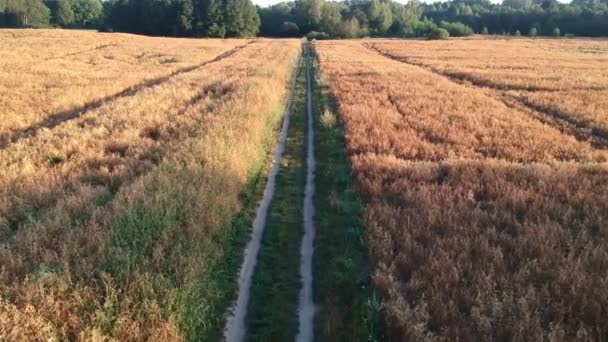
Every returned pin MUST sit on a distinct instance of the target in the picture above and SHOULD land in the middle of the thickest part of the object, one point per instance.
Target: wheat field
(115, 218)
(485, 211)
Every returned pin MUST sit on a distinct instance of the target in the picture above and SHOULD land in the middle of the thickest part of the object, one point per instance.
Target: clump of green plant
(55, 159)
(439, 34)
(328, 119)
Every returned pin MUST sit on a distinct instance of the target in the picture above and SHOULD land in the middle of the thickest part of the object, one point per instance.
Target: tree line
(313, 18)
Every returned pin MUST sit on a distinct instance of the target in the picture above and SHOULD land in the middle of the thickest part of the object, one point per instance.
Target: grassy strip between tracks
(349, 309)
(272, 311)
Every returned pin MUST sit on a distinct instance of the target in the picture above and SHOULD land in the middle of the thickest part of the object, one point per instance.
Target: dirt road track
(306, 309)
(235, 330)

********************

→ Work to be completed:
All records are to be reproduced exactly; the pictures are to be omitted.

→ Output for this exercise:
Every returned pin MUST sit on a distinct instance of the target in the picture above and SHOULD land in the middle of the thickest part of the object, one point per instance.
Target: wheat field
(115, 218)
(485, 211)
Every returned pin MUST sit on a distinct instance of the target in the picture above and SHOULD land in the middle of the thickest part of the object, one point per instance.
Target: clump of green plant
(55, 159)
(439, 34)
(328, 119)
Every returned pin MUST sit on a distinct instance of the target in the picture above and SHOULD land in the middle of the thickest part of the object, one point per instance.
Target: tree line
(313, 18)
Every returned pin MUST sit on a distinct instance of the target in the picture above and SHOULD land in the middle of the thickest part of the object, one point per instance.
Target: grassy strip between tracks
(349, 309)
(272, 311)
Every returned pin MUST sit on a distinct instance of the target in the picture above and SHOULD land in the middle of the thickest part of the object, one point per instance.
Target: dirt road track
(306, 309)
(235, 330)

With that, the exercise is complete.